TASK: Set down, in full, every record in the block.

(Location annotation dataset excerpts)

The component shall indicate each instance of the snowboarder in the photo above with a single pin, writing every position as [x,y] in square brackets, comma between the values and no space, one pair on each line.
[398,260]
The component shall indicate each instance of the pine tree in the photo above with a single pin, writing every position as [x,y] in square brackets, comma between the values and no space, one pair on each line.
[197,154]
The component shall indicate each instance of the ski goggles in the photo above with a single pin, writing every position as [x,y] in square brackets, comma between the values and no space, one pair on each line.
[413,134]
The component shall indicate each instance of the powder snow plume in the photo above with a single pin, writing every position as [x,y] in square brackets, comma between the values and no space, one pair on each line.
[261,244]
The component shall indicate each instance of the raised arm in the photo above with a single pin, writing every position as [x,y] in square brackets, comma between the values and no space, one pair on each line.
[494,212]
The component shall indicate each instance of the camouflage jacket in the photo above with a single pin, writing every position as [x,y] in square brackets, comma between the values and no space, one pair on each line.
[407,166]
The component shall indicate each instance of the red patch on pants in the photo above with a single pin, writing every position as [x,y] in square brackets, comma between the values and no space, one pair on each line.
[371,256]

ANSWER TO THIS TASK:
The component shall indicate each instance of the snowboarder in the photo above with a single pin, writing every position as [x,y] in square brackets, comma between the values and no space, one pair on each line.
[398,260]
The component shall indicate each instance of the pine tree in the photo above with a single pin, writing every position as [x,y] in square brackets, comma between the values and no space, one pair on each line.
[197,154]
The component shall indicate each instance of the ski goggles in the photo above with a single pin, writing every position as [x,y] in square brackets, comma between the values and no space, one pair on each line.
[413,134]
The component shall indicate each instance of the powder snow plume in the photo above with a single pin, writing every position as [x,y] in square brackets, comma between the values and no space, one pair on each line.
[261,244]
The component shall indicate each instance of the raised arm in the photo above with a single pin, writing every position as [x,y] in square brackets, comma between the values and no space, one pair on each line.
[494,212]
The component shall indicate each instance of the camouflage jacket in the photo above with a single pin, writing every position as [x,y] in square brackets, comma between the values and no space, one pair on each line.
[407,166]
The component shall indicate each instance of the red patch on pants in the photo above with a single pin, writing every position as [x,y] in square brackets, comma between the values and no space, one pair on each line.
[371,256]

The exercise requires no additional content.